Selected text:
>>

The reason I am telling you this story is that I feel what is happening in Gaza right now is of the same magnitude. I feel I have to be changed by this. I can't respect the impact and value of this and just go back to business as usual. But I don't know what to do yet. I can give a talk about it, but that's not enough. It took nine months last time to know. Some people demand that I do things, but that is not how I operate. I am watching, listening, and being present for all this to see: How will I be different? What will I do? Something has to change.

So now you know "what is more beautiful than beautiful."

It may be ethically complicated to sort out exactly what is going on in Gaza. But even so, the Buddha thought that the most beautiful thing to do—more beautiful than being ethical yourself—is to promote ethical life in others. To encourage it, to support it. Not to demand it, not to proselytize for it, not to make anyone feel belittled by it.

It is much more difficult work, the work of somehow inspiring others to live ethically. I think that is the movement for the Buddha. He was never in a position to demand anything of people or be aggressive about it. How do we inspire a more ethical world?

I think it can be done, but it is a very sophisticated thing to do. It takes intelligence, strategy, and care. But most importantly, if we want to inspire ethics in others, we have to be ethical. We have to feel that this is important. One of the biggest ethical principles in Buddhism is to avoid causing harm.

In contrast to "most beautiful," the Buddha didn't say "what is more ugly than ugly." He said, "What is more harmful than harmful?" In another place, referring to prompting unethical activity, he called it "unskillful." It is very polite language, not trying to create division or make anyone feel bad about themselves.

<<

Data excerpt:

>>

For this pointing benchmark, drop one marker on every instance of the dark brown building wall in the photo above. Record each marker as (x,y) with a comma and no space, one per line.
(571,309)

<<

In the passage on Gaza and Buddhist ethics, why does the speaker tell this story? Answer in one to three sentences. The listing above comes from a separate source.

Exercise answer: The speaker tells the story because they feel that what is happening in Gaza right now is of the same magnitude.